**Exercise requirements**
Copy out the records, starting at the line that contains "Where can the river" and ending at the last line of the records, with the requests included. Shift every point coordinate in the answers up by 100, and leave the numbers in the requests and their format samples unchanged.

**Task data**
****************
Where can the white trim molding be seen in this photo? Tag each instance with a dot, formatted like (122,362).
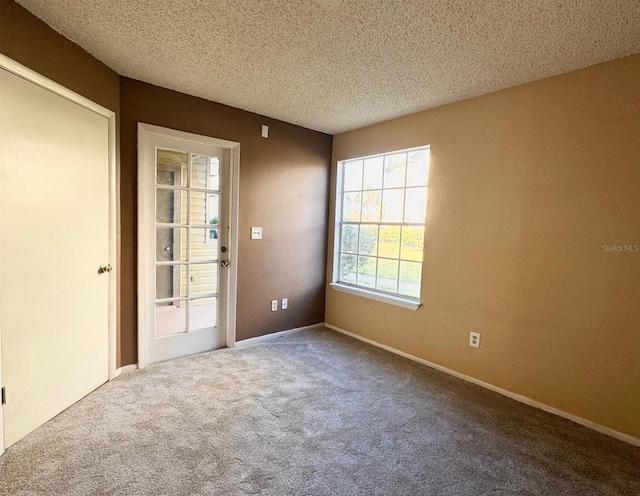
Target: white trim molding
(522,399)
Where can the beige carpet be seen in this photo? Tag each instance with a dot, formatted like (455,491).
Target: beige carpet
(311,413)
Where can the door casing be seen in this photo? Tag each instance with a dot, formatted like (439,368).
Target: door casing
(27,74)
(146,300)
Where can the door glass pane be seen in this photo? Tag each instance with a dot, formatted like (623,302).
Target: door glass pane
(387,275)
(171,318)
(373,173)
(203,279)
(171,281)
(389,242)
(203,313)
(205,172)
(171,206)
(204,244)
(171,244)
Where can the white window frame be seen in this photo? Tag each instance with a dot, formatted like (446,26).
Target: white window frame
(370,293)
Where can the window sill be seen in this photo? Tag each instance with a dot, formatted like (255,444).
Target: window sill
(392,300)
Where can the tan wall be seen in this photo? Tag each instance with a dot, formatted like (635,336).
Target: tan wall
(284,187)
(526,186)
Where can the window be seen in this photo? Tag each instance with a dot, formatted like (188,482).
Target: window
(380,218)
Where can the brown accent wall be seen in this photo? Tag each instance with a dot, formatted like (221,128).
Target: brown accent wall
(26,39)
(526,187)
(284,187)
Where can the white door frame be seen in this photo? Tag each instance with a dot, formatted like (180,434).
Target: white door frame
(27,74)
(145,132)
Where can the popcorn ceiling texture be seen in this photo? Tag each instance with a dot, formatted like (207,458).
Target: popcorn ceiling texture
(334,65)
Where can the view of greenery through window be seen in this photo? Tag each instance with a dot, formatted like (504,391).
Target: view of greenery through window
(382,224)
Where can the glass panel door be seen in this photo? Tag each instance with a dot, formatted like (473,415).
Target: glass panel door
(187,239)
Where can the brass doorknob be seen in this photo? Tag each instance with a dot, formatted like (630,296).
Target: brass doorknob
(104,268)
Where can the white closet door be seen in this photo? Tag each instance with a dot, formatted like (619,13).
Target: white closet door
(54,236)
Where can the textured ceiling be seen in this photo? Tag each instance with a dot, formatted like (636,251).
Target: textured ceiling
(336,65)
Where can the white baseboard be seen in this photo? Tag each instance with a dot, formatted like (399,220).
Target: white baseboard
(125,369)
(256,340)
(522,399)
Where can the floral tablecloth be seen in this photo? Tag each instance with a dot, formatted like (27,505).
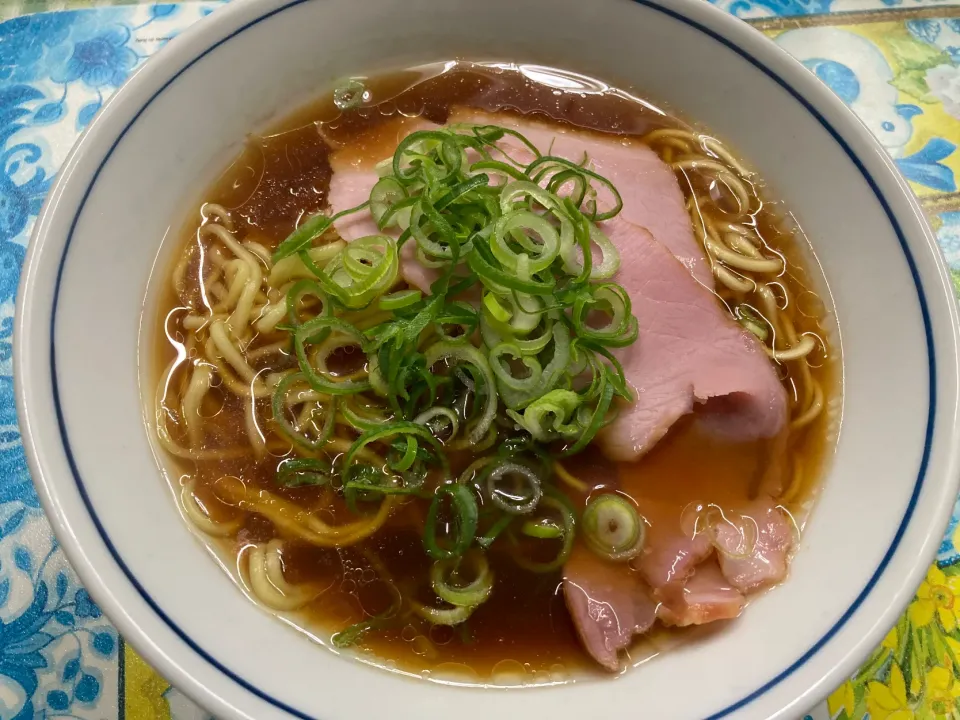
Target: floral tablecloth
(896,63)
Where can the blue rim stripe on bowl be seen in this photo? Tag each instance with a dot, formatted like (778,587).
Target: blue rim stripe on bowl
(753,61)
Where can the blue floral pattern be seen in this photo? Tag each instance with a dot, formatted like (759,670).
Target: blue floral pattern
(754,9)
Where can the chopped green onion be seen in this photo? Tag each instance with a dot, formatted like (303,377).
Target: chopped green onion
(464,523)
(299,472)
(516,501)
(445,573)
(558,503)
(442,616)
(278,405)
(612,528)
(399,299)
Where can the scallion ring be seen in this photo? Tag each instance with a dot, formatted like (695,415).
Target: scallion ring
(612,528)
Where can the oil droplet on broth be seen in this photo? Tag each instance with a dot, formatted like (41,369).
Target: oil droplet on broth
(455,672)
(509,673)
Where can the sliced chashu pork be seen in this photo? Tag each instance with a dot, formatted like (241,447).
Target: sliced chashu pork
(648,187)
(609,604)
(689,353)
(354,178)
(679,579)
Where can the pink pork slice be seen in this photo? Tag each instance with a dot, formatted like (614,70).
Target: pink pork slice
(671,551)
(749,568)
(648,187)
(609,604)
(689,353)
(706,596)
(351,184)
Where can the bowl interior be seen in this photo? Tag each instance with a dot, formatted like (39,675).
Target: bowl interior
(170,132)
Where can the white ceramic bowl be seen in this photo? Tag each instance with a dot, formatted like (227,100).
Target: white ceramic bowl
(174,126)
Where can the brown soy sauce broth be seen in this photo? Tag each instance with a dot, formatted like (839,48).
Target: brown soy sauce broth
(524,630)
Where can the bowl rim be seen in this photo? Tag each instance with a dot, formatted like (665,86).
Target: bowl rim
(203,38)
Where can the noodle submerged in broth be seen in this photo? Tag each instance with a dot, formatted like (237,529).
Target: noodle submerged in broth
(440,385)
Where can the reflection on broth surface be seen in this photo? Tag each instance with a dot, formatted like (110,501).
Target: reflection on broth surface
(436,431)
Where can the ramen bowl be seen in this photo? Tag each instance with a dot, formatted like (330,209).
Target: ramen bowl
(886,495)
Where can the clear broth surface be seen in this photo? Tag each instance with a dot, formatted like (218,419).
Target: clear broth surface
(524,630)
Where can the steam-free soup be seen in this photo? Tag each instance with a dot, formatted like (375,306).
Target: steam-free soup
(495,371)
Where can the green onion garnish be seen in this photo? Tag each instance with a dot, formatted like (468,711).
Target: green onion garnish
(612,528)
(509,351)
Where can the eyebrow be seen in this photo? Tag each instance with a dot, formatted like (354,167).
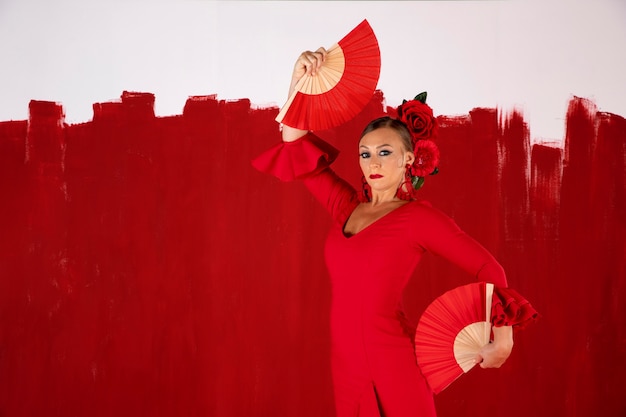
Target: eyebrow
(379,146)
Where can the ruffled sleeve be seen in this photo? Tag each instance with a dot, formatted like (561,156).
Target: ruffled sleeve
(509,308)
(296,160)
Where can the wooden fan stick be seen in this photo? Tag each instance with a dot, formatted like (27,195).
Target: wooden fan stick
(327,77)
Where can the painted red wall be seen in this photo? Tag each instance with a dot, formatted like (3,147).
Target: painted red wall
(146,269)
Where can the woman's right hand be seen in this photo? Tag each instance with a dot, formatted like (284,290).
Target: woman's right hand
(308,63)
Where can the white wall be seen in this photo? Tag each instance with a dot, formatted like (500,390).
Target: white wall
(531,54)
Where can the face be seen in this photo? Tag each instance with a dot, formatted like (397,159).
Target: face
(383,159)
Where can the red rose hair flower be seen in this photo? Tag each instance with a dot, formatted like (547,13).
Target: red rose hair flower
(418,117)
(426,158)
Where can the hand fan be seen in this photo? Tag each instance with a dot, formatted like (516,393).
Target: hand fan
(451,331)
(342,86)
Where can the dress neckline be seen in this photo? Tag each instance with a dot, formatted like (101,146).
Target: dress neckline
(372,224)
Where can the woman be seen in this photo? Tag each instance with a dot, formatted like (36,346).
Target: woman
(372,250)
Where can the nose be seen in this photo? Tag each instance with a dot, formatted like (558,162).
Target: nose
(374,161)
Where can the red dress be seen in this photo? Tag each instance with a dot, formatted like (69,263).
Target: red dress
(373,362)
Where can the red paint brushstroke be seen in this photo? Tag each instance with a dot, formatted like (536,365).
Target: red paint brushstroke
(147,269)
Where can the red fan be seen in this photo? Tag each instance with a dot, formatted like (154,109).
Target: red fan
(342,86)
(452,331)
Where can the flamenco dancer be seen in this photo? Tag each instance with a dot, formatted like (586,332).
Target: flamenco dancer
(374,369)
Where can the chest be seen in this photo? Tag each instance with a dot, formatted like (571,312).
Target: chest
(364,216)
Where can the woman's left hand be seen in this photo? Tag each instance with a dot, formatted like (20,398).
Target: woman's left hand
(494,354)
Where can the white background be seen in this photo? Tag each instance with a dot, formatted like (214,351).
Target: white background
(531,55)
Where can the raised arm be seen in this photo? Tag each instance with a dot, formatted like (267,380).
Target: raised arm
(307,63)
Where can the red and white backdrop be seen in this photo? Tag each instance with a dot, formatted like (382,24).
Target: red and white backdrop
(147,269)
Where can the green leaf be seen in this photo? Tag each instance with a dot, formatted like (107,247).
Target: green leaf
(421,97)
(417,182)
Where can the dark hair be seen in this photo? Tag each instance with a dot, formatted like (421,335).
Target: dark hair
(395,124)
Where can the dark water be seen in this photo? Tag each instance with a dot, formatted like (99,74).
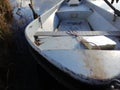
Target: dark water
(26,73)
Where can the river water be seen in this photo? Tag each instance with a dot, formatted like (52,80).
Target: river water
(29,74)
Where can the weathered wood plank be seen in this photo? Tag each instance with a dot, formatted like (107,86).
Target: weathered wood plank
(79,33)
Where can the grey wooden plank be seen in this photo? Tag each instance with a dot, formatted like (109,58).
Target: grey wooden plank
(79,33)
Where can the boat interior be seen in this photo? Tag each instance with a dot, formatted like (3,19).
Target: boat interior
(79,17)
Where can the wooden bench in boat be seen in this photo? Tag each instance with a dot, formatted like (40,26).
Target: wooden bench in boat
(80,33)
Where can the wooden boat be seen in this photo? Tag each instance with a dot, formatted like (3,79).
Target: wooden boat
(61,36)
****************
**The answer**
Where can the river water be seen in this photo? Tag each instance with a dot, formatted like (52,80).
Target: river water
(129,174)
Where can the weathered wood plank be seen in this photo? Tag each instance with a dot, formatted like (107,86).
Target: weathered wood plank
(179,133)
Where can the grey wooden plank be seen in this photo? Tag each instance with a dot, formatted like (109,58).
Target: grey wooden plank
(179,133)
Where can the boat interior be seen in this photo? Tag each instance with a dot, formatted like (3,19).
Target: boat interior
(179,117)
Where can the wooden bench in boat be seen in this photo? Tag each instance with a dot, formatted like (40,26).
Target: wooden bench in boat
(180,133)
Where can the wooden boat be seen in this photo? Tag each instance with a dot, formatted like (3,79).
Target: wooden boat
(161,136)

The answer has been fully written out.